■ Written instruction
Copy out the rows below exactly, from the line containing "the photo below." through the last line of the rows, inclusive.

■ Input for this task
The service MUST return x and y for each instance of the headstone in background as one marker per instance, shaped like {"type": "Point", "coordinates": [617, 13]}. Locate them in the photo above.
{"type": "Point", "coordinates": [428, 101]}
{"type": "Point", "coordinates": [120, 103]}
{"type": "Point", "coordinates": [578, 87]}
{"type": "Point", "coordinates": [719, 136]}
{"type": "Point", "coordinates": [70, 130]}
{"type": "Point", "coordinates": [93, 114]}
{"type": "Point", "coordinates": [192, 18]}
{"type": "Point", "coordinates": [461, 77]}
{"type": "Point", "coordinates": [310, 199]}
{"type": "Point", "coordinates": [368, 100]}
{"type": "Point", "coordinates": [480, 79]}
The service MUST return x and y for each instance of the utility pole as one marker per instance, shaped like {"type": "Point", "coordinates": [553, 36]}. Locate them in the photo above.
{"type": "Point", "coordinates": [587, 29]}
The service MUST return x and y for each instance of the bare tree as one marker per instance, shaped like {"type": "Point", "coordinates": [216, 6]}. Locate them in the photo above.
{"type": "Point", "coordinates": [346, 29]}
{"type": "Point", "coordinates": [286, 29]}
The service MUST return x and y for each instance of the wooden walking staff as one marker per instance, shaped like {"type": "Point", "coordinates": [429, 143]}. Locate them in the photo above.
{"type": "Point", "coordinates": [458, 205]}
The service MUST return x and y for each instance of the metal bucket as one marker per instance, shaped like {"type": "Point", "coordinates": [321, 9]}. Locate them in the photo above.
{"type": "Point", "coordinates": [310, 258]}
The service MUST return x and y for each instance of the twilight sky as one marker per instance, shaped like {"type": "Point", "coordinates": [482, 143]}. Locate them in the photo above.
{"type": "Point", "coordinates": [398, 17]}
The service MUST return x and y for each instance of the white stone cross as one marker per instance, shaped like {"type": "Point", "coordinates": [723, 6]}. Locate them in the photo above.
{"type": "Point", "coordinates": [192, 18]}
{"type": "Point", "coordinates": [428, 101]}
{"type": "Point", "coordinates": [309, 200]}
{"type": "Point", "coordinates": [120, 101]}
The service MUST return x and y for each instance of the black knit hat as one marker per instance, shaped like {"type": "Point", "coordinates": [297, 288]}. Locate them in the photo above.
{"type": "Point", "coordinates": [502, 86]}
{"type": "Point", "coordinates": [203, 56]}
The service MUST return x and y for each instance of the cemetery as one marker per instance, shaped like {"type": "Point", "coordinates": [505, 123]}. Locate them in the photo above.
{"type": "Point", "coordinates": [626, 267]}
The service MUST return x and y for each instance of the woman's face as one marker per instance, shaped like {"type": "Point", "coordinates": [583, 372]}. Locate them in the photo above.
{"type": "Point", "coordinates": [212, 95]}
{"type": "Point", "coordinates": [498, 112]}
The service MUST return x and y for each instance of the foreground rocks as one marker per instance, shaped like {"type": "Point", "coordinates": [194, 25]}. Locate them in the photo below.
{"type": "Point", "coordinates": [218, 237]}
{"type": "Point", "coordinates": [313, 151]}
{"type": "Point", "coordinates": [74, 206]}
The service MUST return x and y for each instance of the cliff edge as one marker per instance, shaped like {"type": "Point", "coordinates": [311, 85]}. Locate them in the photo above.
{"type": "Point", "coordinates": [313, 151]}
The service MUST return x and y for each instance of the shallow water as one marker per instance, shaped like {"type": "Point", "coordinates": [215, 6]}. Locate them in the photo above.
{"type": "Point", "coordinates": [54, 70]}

■ Output for this task
The service MUST return x and y for each instance of the foreground rocks as one marker per instance, shaped like {"type": "Point", "coordinates": [194, 25]}. Locate them in the photo below.
{"type": "Point", "coordinates": [218, 237]}
{"type": "Point", "coordinates": [313, 151]}
{"type": "Point", "coordinates": [74, 206]}
The service MUST return x and y for each instance of the cliff edge as one marker per instance, shaped like {"type": "Point", "coordinates": [311, 85]}. Locate them in the photo above.
{"type": "Point", "coordinates": [313, 151]}
The service MUST return x and y for each instance of the shallow water as one marker per instance, shaped like {"type": "Point", "coordinates": [215, 6]}. Locate them in the photo above.
{"type": "Point", "coordinates": [54, 70]}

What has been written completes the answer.